*WHAT YOU SHOULD DO*.
Each entry must be output once more without any change.

══════════════════════════════

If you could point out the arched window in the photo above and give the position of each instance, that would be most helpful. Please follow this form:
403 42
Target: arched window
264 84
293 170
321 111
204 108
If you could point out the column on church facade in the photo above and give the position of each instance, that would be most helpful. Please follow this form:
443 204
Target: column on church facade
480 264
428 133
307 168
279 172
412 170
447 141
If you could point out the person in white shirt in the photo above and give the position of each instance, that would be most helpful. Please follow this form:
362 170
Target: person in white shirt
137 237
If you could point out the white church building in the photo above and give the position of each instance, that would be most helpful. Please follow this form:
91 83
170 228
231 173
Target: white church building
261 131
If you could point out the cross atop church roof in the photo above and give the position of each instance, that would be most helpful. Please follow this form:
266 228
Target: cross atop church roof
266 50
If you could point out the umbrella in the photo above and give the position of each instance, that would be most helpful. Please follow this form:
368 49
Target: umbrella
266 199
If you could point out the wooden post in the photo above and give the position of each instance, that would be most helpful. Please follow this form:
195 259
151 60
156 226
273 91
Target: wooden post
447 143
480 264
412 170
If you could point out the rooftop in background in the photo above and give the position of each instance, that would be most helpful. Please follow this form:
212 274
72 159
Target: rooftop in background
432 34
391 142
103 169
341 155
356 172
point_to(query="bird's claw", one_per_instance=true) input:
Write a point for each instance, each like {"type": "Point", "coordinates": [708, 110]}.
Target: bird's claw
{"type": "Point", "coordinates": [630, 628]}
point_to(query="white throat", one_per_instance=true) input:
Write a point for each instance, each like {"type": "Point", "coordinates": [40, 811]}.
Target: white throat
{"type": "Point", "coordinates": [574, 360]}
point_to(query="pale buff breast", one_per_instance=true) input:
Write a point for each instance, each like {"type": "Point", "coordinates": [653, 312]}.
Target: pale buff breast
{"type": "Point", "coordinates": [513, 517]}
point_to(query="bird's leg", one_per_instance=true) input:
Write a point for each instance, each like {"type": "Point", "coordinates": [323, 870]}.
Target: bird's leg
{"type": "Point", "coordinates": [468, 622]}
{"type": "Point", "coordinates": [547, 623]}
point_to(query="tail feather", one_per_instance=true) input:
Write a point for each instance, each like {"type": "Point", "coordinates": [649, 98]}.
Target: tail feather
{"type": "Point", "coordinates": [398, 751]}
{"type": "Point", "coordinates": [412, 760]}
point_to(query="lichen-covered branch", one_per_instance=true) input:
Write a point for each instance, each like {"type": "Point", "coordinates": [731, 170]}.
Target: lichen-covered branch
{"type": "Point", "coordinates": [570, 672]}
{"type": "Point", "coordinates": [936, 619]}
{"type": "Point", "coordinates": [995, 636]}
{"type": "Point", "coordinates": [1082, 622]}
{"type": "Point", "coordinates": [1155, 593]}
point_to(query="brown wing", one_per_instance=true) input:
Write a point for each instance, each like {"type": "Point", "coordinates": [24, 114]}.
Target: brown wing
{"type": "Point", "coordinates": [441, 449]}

══════════════════════════════

*SOLUTION TO THIS TASK*.
If you could point out the arched window in the photo above and give the position of each instance, that would be most helpful. Please follow this form:
403 42
Target: arched window
264 84
293 170
321 111
204 108
If you could point out the column on church facade in the photo above and give the position of each instance, that would be most helpful. Please follow this form:
443 204
Target: column on church facade
480 264
428 133
307 168
279 172
412 170
447 141
If you could point out the person in white shirt in the photo above and give the position of each instance, that would be most helpful. Please follow this form:
362 170
Target: person in white shirt
137 237
If you could point out the white church building in the photo above and give the position of each instance, that would be most helpful. Please follow this form:
91 83
170 228
231 173
Target: white church building
261 131
If you could point out the cross atop church roof in the photo above and give the position of each instance, that would be most helpful. Please follow this form:
266 228
Target: cross atop church roof
266 50
If you could point out the umbrella in the photo above and give the position of each instance, that would be most helpful. Please follow this form:
368 49
Target: umbrella
266 199
If you could point out the wooden post in the photo above and give the position of each instance, that would be most helpful. Please follow this form:
195 259
151 60
156 226
273 91
Target: wooden post
447 143
480 264
412 170
If you could point out the rooftop in background in the photo above and give the position of each instance, that would be most helpful. Please follow this form:
212 274
72 159
Target: rooftop in background
432 34
391 142
103 169
341 155
356 172
point_to(query="bird's claw", one_per_instance=true) input:
Write a point for each instance, each like {"type": "Point", "coordinates": [708, 110]}.
Target: bird's claw
{"type": "Point", "coordinates": [630, 628]}
point_to(query="white throat", one_per_instance=true) input:
Write a point for each instance, each like {"type": "Point", "coordinates": [40, 811]}.
Target: white throat
{"type": "Point", "coordinates": [574, 360]}
point_to(query="pale buff breast", one_per_instance=true) input:
Write a point for each instance, each like {"type": "Point", "coordinates": [653, 312]}.
Target: pale buff breast
{"type": "Point", "coordinates": [513, 517]}
point_to(query="bird's leg", one_per_instance=true) input:
Write a point for each instance, each like {"type": "Point", "coordinates": [323, 870]}.
Target: bird's leg
{"type": "Point", "coordinates": [468, 622]}
{"type": "Point", "coordinates": [547, 623]}
point_to(query="tail feather", one_per_instance=true) input:
Write a point for each instance, each like {"type": "Point", "coordinates": [649, 98]}.
Target: tail feather
{"type": "Point", "coordinates": [398, 751]}
{"type": "Point", "coordinates": [412, 760]}
point_to(query="lichen-covered branch", one_per_instance=true) input:
Write a point for each instance, each like {"type": "Point", "coordinates": [731, 170]}.
Target: lichen-covered branch
{"type": "Point", "coordinates": [570, 672]}
{"type": "Point", "coordinates": [936, 619]}
{"type": "Point", "coordinates": [995, 636]}
{"type": "Point", "coordinates": [1082, 622]}
{"type": "Point", "coordinates": [1155, 593]}
point_to(query="brown wing", one_per_instance=true) input:
Write a point for each instance, each like {"type": "Point", "coordinates": [24, 114]}.
Target: brown wing
{"type": "Point", "coordinates": [441, 449]}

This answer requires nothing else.